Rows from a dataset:
>> START
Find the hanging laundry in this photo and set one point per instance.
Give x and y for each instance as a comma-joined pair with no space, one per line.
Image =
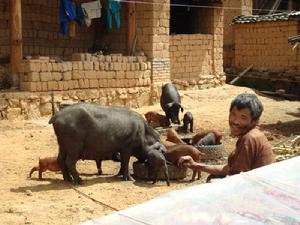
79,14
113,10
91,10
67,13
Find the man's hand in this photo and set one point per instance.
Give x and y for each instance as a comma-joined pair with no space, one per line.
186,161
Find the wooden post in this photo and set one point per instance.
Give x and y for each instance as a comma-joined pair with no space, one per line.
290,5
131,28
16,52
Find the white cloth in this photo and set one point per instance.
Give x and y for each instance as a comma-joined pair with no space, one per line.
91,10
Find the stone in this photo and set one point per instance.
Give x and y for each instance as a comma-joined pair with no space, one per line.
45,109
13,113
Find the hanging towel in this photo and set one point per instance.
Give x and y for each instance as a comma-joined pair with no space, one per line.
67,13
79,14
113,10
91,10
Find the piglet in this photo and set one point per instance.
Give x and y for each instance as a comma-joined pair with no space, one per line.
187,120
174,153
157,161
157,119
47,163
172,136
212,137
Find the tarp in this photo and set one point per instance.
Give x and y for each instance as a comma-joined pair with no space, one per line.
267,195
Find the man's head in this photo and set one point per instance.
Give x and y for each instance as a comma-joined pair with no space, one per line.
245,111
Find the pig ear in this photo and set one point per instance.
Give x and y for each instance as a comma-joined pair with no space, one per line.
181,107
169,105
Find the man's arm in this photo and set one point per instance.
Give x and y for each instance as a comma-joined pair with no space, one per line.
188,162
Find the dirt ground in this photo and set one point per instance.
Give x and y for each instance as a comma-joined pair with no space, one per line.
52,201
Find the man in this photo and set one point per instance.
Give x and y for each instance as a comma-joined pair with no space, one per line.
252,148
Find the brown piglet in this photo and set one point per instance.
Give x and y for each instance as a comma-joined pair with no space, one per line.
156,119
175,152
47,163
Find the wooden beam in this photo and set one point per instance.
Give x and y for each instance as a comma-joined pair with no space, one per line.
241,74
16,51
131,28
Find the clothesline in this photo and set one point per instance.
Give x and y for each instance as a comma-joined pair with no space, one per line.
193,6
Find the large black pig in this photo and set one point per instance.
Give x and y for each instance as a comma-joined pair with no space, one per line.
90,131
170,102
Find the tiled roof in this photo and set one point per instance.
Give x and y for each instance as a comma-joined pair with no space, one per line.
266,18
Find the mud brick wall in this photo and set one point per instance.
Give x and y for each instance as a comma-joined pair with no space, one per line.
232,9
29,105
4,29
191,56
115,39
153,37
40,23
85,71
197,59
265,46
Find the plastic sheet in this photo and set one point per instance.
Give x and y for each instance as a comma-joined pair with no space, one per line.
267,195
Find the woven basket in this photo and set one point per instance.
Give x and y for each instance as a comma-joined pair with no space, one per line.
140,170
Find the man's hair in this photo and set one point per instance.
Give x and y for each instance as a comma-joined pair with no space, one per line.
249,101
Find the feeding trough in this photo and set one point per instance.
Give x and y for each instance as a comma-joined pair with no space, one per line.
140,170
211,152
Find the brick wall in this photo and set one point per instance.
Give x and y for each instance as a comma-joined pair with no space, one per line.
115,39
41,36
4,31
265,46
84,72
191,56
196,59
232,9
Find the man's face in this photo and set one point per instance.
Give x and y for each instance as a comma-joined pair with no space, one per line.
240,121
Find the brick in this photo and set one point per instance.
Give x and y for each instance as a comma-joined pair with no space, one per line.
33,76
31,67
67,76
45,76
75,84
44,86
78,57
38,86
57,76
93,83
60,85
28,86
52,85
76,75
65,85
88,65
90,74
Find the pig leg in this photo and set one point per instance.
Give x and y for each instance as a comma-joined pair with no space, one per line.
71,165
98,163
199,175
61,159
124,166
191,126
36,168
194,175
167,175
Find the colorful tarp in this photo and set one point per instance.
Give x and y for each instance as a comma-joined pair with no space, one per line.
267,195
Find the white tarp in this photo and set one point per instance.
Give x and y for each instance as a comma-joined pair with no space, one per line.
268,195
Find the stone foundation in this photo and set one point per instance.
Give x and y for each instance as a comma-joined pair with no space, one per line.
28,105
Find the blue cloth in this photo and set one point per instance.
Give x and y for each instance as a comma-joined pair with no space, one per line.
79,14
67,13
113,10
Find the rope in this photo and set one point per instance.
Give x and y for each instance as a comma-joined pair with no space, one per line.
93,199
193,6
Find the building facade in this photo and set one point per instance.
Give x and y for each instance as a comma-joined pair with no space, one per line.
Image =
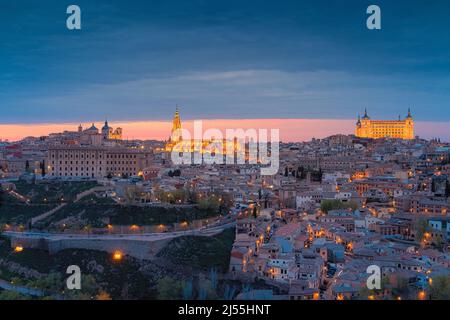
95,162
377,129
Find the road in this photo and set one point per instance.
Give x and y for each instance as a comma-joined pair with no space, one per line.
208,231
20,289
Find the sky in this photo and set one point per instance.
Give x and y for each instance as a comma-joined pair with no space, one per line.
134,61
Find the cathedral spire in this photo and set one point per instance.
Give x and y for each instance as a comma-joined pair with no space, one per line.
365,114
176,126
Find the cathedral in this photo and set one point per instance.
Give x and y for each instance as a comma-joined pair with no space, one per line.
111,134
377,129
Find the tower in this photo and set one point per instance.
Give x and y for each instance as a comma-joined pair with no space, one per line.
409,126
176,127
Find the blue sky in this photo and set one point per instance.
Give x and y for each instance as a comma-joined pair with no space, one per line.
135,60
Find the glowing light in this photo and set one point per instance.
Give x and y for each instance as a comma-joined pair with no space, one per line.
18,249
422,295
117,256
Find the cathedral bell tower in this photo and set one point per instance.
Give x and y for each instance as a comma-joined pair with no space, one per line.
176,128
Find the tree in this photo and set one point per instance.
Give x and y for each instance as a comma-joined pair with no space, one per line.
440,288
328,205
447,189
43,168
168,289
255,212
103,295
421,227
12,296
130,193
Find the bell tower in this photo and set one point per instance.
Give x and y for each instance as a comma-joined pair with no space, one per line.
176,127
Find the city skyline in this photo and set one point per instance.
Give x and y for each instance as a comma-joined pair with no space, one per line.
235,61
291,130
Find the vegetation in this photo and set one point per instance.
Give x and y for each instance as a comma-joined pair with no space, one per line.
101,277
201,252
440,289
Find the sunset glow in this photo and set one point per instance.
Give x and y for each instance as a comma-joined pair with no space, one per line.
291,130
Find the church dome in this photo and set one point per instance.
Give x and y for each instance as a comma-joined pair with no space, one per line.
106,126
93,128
>> END
_EXERCISE PROMPT_. The required output is the exact sequence of lines from the one containing "Find the blue sky" through the end of the listing, both endpoints included.

_OUTPUT_.
Find the blue sky in this photo and set one point per instance.
Give x and y for each instance as a comma-joined pair with no space, one per line.
135,60
Find the glowing light in this photo and set one point per instance.
Give x and y for each instance as a comma-joined pair with no space, one per line.
18,249
422,295
117,256
Find the cathedral bell tower in this photo and set one point per instance.
Give x and y for each instance as a comma-joined pair with no space, one per line.
176,128
Find the tree in this photo and set one point per instance.
Give x and y for each instance as a comma-joined pair with no space, one per line.
440,288
328,205
447,189
43,168
168,289
255,212
103,295
421,227
12,296
130,193
Find the bell tower in this photo and set one point per instance.
Give x and y for each instance as a comma-joined pair with no space, one per line.
176,127
Find the city skyline in this photo and set one point per instance.
Give x and y for each instance as a comma-joined pair with no space, one per line.
235,61
291,130
Find the vegetation in this photo and set one point per instance.
Give x and y for each instance as a comma-joined pair with no space, one per line.
101,277
201,252
440,289
Find the sunset glow in this photo and set one point per instance.
Give x and y for each instance as a comma-joined pair with no space, one per line.
291,130
Find the church dome in this photo and set one point per instance.
Give x and y for each instance as a comma-joined pair with no space, one per line.
106,126
93,128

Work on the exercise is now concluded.